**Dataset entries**
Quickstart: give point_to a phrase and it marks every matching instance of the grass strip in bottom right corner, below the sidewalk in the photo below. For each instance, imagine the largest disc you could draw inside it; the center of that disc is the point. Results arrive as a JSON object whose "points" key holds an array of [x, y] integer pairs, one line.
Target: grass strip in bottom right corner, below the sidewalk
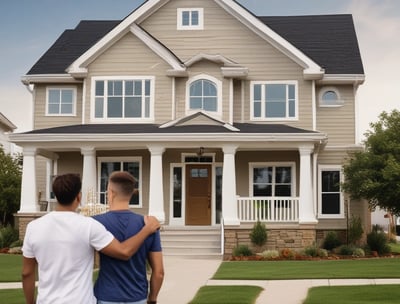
{"points": [[371, 294]]}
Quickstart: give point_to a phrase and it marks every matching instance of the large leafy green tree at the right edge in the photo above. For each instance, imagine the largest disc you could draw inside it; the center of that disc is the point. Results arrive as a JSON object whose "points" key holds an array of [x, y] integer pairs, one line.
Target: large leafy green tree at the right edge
{"points": [[374, 174]]}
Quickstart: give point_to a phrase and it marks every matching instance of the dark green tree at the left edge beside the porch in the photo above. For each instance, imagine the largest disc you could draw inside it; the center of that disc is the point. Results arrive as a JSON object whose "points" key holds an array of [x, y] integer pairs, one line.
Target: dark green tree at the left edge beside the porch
{"points": [[10, 187]]}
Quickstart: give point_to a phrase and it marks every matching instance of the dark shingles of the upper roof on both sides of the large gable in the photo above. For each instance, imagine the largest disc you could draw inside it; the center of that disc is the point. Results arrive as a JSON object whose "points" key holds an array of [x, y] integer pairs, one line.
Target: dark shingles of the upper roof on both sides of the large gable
{"points": [[329, 40]]}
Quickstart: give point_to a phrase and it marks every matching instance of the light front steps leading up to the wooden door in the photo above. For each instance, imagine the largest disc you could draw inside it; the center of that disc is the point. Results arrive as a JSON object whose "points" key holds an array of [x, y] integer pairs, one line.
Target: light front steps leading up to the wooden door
{"points": [[191, 242]]}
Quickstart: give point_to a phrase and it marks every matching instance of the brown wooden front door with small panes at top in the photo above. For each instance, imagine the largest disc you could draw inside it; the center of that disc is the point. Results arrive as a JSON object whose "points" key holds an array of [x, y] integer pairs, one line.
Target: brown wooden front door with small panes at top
{"points": [[198, 194]]}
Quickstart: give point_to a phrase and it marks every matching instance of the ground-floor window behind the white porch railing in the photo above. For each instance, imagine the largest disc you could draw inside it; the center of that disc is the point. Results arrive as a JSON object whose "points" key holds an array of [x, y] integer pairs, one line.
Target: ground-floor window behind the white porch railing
{"points": [[270, 180]]}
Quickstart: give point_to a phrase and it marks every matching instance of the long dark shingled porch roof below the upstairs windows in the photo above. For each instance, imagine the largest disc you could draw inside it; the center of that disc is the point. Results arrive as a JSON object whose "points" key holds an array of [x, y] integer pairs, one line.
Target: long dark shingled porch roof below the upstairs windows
{"points": [[154, 129]]}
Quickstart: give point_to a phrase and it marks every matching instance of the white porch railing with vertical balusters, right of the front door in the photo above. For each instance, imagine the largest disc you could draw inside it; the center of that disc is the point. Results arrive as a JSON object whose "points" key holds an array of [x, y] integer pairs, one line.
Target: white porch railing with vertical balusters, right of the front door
{"points": [[268, 209]]}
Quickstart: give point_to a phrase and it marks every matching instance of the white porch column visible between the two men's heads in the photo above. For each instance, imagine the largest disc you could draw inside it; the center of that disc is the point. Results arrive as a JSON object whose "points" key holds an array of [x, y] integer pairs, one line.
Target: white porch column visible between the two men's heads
{"points": [[89, 177]]}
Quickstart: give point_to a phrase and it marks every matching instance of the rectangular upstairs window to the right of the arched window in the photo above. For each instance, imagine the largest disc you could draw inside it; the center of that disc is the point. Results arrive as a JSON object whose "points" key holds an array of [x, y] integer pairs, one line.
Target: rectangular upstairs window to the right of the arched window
{"points": [[274, 100]]}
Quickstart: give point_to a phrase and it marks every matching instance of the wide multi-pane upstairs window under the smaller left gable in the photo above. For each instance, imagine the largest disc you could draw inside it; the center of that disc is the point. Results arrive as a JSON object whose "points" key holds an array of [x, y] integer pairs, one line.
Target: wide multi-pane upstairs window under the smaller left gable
{"points": [[123, 99]]}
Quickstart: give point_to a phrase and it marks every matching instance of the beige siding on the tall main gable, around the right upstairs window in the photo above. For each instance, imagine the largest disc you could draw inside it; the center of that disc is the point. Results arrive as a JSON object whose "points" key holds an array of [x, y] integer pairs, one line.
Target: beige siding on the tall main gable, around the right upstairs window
{"points": [[225, 35]]}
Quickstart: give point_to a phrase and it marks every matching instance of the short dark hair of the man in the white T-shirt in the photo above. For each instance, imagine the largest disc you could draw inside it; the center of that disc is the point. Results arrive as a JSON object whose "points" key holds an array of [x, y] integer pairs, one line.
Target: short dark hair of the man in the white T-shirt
{"points": [[66, 188]]}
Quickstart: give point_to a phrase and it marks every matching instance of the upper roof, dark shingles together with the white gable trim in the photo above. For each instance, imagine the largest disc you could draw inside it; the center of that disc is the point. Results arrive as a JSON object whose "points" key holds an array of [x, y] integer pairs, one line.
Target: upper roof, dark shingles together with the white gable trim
{"points": [[327, 41]]}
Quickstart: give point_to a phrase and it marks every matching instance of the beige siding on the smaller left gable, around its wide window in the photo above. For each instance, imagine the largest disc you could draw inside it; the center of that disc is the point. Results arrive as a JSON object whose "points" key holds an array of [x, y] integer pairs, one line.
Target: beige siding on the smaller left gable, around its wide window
{"points": [[131, 57]]}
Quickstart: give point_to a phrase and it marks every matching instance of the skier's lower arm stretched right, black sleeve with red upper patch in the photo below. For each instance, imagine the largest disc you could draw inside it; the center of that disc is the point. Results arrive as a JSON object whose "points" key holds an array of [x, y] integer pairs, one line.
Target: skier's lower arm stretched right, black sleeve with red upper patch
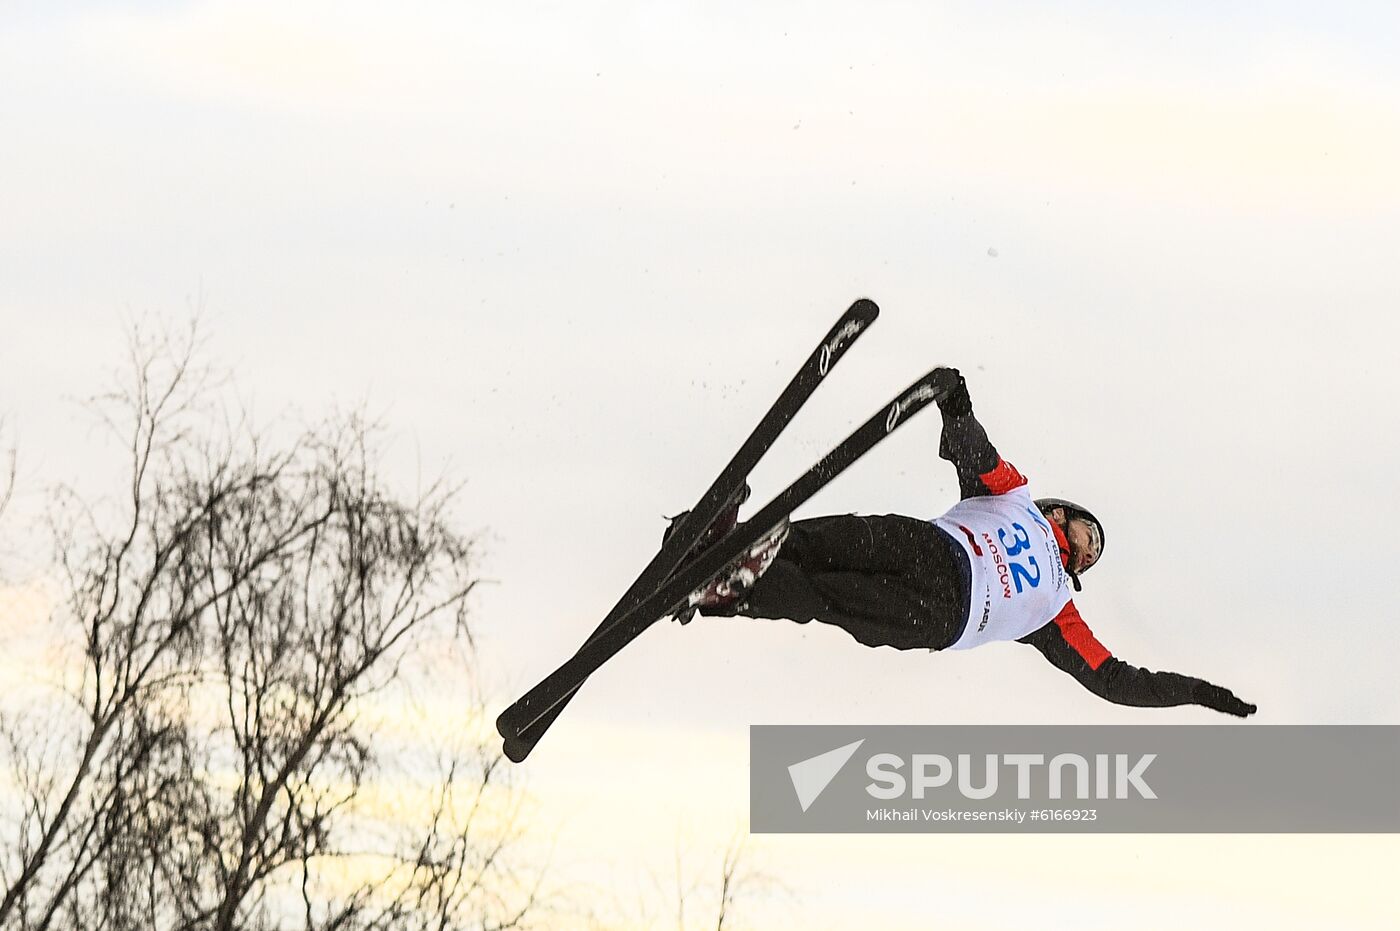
{"points": [[1069, 643]]}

**Required work**
Copy out every entry above word for word; omit the images.

**Result**
Quickstart: give point_to a phrase and it marks every matching instance of the grass strip in bottom right corner, below the sidewalk in the photo below. For each instance, imagine the largest disc you could draw inside it; the center of that disc is the point. Results arrive as a JSON object whose "points" key holds an array of [x, y] integer pairs, one line.
Target: grass strip in bottom right corner, below the sidewalk
{"points": [[371, 294]]}
Quickstart: give point_to a phrase and it marks every matching instance of the large leafy green tree at the right edge in the photo above. For each instance, imagine the largest disc you could draw inside it; the center of that disc is the point. Results arrive as a JSON object whose "points" key holds an array of [x, y] integer pairs, one line.
Target: large leafy green tree at the right edge
{"points": [[374, 174]]}
Quickstart: give point_to a phrase and it marks every matching instance of the dark green tree at the left edge beside the porch in the photo above. For each instance, imagine the largest disc you could draw inside it; the center of that disc is the point. Results arrive as a JSON object whose "points" key holds an array of [x, y] integer pairs, one line.
Target: dark green tree at the left edge beside the porch
{"points": [[10, 187]]}
Quickstart: give point_to a phrase and it marks every matching instance of the dark shingles of the upper roof on both sides of the large gable in the photo above. For each instance, imagine the largest disc you could draw inside it; the center of that disc is the point. Results arrive as a JSON object whose "points" key holds an array of [x, y] integer pairs, one line.
Target: dark shingles of the upper roof on both sides of the large gable
{"points": [[329, 40]]}
Quickstart: give point_to a phrase and it marks every matching instance of the light front steps leading up to the wooden door in the photo above. For each instance, imagine the largest disc you could draw inside it; the center of that disc is the point. Results arrive as a JSON object whose "points" key holds an array of [x, y] integer pairs, one line.
Target: light front steps leading up to the wooden door
{"points": [[191, 242]]}
Quickstart: give point_to a phrase and it marks every matching instance of the brown wooden front door with small panes at top in the photo above. For each instance, imagine the largest disc you could draw inside it; the center of that disc is the point. Results arrive as a JSON object whose "points" key holds an array of [x, y] integer pairs, one line.
Target: brown wooden front door with small panes at top
{"points": [[198, 194]]}
Quickstart: give point_to a phrase and it marks every matching instance of the ground-floor window behind the white porch railing in the photo above. For each instance, imagine the largest disc you could draw inside it; the center of that disc is the point. Results arrive as a JSON object whose "points" key holds an array of [x, y] integer pairs, one line.
Target: ground-floor window behind the white porch railing
{"points": [[270, 180]]}
Quickstart: give point_to a phrase and it marks every matching instance of the long dark shingled porch roof below the upstairs windows in the photo above. For each instance, imagine the largest disc you could draw inside it; the center of that disc is the point. Results arrive as a JSON object whose "points" key holds an array of [x, y] integer pairs, one line.
Target: long dark shingled porch roof below the upstairs windows
{"points": [[154, 129]]}
Quickstart: give point_to a phrase and it marks every matching instance of the white porch railing with vertical balusters, right of the front door in the photo above. For each instance, imagine the largest disc you could draw inside it; the center of that disc is the point. Results arrive as a JSON object whose "points" key holds an array of [x, y] integer pairs, one line.
Target: white porch railing with vertical balusters, right of the front door
{"points": [[268, 209]]}
Quickstart: give point_to a phrase and it marks every matching instance of the white porch column visible between the two men's heads in the photo above. For each instance, imagine the largest disc you could draw inside it; the center of that disc is the point. Results arrive as a JSON object whose "points" key holds an array of [x, y] integer pairs, one line.
Target: white porch column visible between the two men's heads
{"points": [[89, 177]]}
Quickstart: give point_to a phrase and it marks every matching instance of the rectangular upstairs window to the right of the arched window in the photo above. For each instance, imagine the largest disc you could draw inside it; the center of that disc is the point. Results arrive as a JSON object whose "points" key holds an array of [x, y] integer pairs, one line.
Target: rectangular upstairs window to the right of the arched window
{"points": [[274, 100]]}
Quickstart: give point_to a phrase and it marks every matching instance of the wide multi-pane upstairs window under the smaller left gable in the photo above. For each instance, imagine the largest disc you could draw inside it; the center of that disc is the point. Results arrive as a JSON object whose "points" key holds an array of [x, y] integer pairs, one line.
Target: wide multi-pane upstairs window under the smaller left gable
{"points": [[123, 99]]}
Quickstart: give point_to a phrase and it marks every matching instance of the beige siding on the tall main gable, around the right upstairs window in the photo above. For each instance, imagine the largest disc you could draw inside it; the center of that disc is the point. Results arrive as a JSON object whose "points" key holds an array of [x, y] integer pairs, one line.
Target: beige siding on the tall main gable, around the right upstairs window
{"points": [[225, 35]]}
Quickstart: give point_to a phrase and it marks every matching instance of the short dark hair of the man in the white T-shirt in the photo above. For each instance, imagine the largest disc you could draw inside it; the center of that disc is the point. Results arrive as a JSON object whose "points" key holds an array of [x, y] integer pairs, one line.
Target: short dark hair of the man in the white T-shirt
{"points": [[66, 188]]}
Quickstart: give point_to a phrase and it marks every matching instance of the upper roof, dark shingles together with the white gable trim in the photo above. For each instance, imagine the largest disc you could draw inside it; the center of that disc is the point. Results arrive as a JSON object whose "points" key holds an array of [x, y] integer pairs, one line.
Target: upper roof, dark shingles together with the white gable trim
{"points": [[327, 41]]}
Quickstart: give point_to a phrase and it marks every matching instance of the beige siding on the smaller left gable, around its wide window in the photo above. For each instance, imagine the largest disc you could draw inside it; the center of that disc is the point. Results arrive as a JSON object whose "points" key holds an array of [x, y] integer pairs, one line.
Target: beige siding on the smaller left gable, around its wide window
{"points": [[131, 57]]}
Quickstart: give point_to a phrase and it marks every matching instance of the skier's lower arm stretched right, black sleeve with red upper patch in the photo below. For each instance, imagine the largest disc you could draw inside it; the center of that disc is the point. Results arrive as a JSON object whose "points" key holds an array of [x, y] integer pairs, one line.
Target: skier's lower arm stretched right, black sleeve with red upper patch
{"points": [[1069, 643]]}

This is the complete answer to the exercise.